▶ [PROMPT A] Could you lay out every line of the records, and not the forum thread, as one numbered list with blank lines dropped and the pictures left out?

We (the West Island Modular Railroad Club, www.wimrc.ca ) have concluded that trying to trouble-shoot problems with our DCC system with only a conventional Sperry Multi-meter is like trying to wallpaper with only one arm, or worse. We’re looking into what relatively inexpensive means are readily available that will allow us to measure voltage and signal characteristics at various points on the layout under different operating conditions eg. number of loco’s, sound/no sound, consists, number of throttles etc.
Any recommendations and suggestions would be appreciated.
You could use a bridge rectifier to measure the voltage. You can also use a decoder, and measure the function output voltage and add a couple of diode drops to calculate the voltage.
I don’t know of any handy way to look at ‘signal characteristics’ without a scope. You could verify that things on the rails are good by wiring up a decoder in a test box with LED indicators on the functions and the motor output (or put a meter or a motor on that) and using it to verify that commands get to the decoder (just as if it was a loco).
Signal characteristics is way out of my field, so I have no suggestions. But, Tony’s Rampmeter, as suggested, gets high marks. One advantage is that it can be placed against the rails anwhere, hand held, with the end-board contacts touching the railtops to get a local and instantaneous reading…pretty spiffy, don’t you think?
I seem to get a fairly close reading to my track voltage from a digital multimeter set to the 20 volt range and ac current. I get readings in the 15.7 volt range, which should be what my DB 150 is putting out to the tracks, plus or minus 0.5 volts.
Voltage and amperage are fairly easy, but wow, the only thing I know of to measure the actual signal characteristics is an ocilloscope. They aren’t inexpensive. There might be some computer programs that could tap in and display out the various settings the DCC system is sending out.

▶ [RECORDS SUPPLIED]
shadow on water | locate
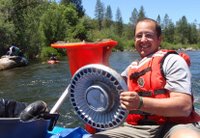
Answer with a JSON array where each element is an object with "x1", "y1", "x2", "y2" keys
[{"x1": 0, "y1": 51, "x2": 200, "y2": 127}]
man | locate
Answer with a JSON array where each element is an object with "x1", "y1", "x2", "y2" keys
[
  {"x1": 91, "y1": 18, "x2": 200, "y2": 138},
  {"x1": 7, "y1": 45, "x2": 21, "y2": 56}
]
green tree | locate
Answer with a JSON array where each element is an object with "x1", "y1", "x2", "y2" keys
[
  {"x1": 138, "y1": 6, "x2": 146, "y2": 19},
  {"x1": 0, "y1": 0, "x2": 16, "y2": 55},
  {"x1": 176, "y1": 16, "x2": 190, "y2": 44},
  {"x1": 156, "y1": 15, "x2": 161, "y2": 24},
  {"x1": 115, "y1": 8, "x2": 123, "y2": 36},
  {"x1": 104, "y1": 5, "x2": 112, "y2": 28},
  {"x1": 126, "y1": 8, "x2": 138, "y2": 39},
  {"x1": 129, "y1": 8, "x2": 138, "y2": 26},
  {"x1": 60, "y1": 0, "x2": 85, "y2": 17},
  {"x1": 95, "y1": 0, "x2": 104, "y2": 30},
  {"x1": 40, "y1": 3, "x2": 78, "y2": 47}
]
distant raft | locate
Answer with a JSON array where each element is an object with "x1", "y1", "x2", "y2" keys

▶ [PROMPT B]
Answer these from the forum thread:
(i) Which club do the people who started the thread belong to?
(ii) Which meter does one reply say gets high marks?
(iii) What voltage range is the digital multimeter set to in the reply that reports readings near 15.7 volts?

▶ [SOLUTION A]
1. shadow on water | locate
2. Answer with a JSON array where each element is an object with "x1", "y1", "x2", "y2" keys
3. [{"x1": 0, "y1": 51, "x2": 200, "y2": 127}]
4. man | locate
5. Answer with a JSON array where each element is an object with "x1", "y1", "x2", "y2" keys
6. [
7.   {"x1": 91, "y1": 18, "x2": 200, "y2": 138},
8.   {"x1": 7, "y1": 45, "x2": 21, "y2": 56}
9. ]
10. green tree | locate
11. Answer with a JSON array where each element is an object with "x1", "y1", "x2", "y2" keys
12. [
13.   {"x1": 138, "y1": 6, "x2": 146, "y2": 19},
14.   {"x1": 0, "y1": 0, "x2": 16, "y2": 55},
15.   {"x1": 176, "y1": 16, "x2": 190, "y2": 44},
16.   {"x1": 156, "y1": 15, "x2": 161, "y2": 24},
17.   {"x1": 115, "y1": 8, "x2": 123, "y2": 36},
18.   {"x1": 104, "y1": 5, "x2": 112, "y2": 28},
19.   {"x1": 126, "y1": 8, "x2": 138, "y2": 39},
20.   {"x1": 129, "y1": 8, "x2": 138, "y2": 26},
21.   {"x1": 60, "y1": 0, "x2": 85, "y2": 17},
22.   {"x1": 95, "y1": 0, "x2": 104, "y2": 30},
23.   {"x1": 40, "y1": 3, "x2": 78, "y2": 47}
24. ]
25. distant raft | locate
26. Answer with a JSON array where each element is an object with "x1", "y1", "x2", "y2" keys

▶ [SOLUTION B]
(i) The West Island Modular Railroad Club
(ii) Tony's Rampmeter
(iii) The 20 volt range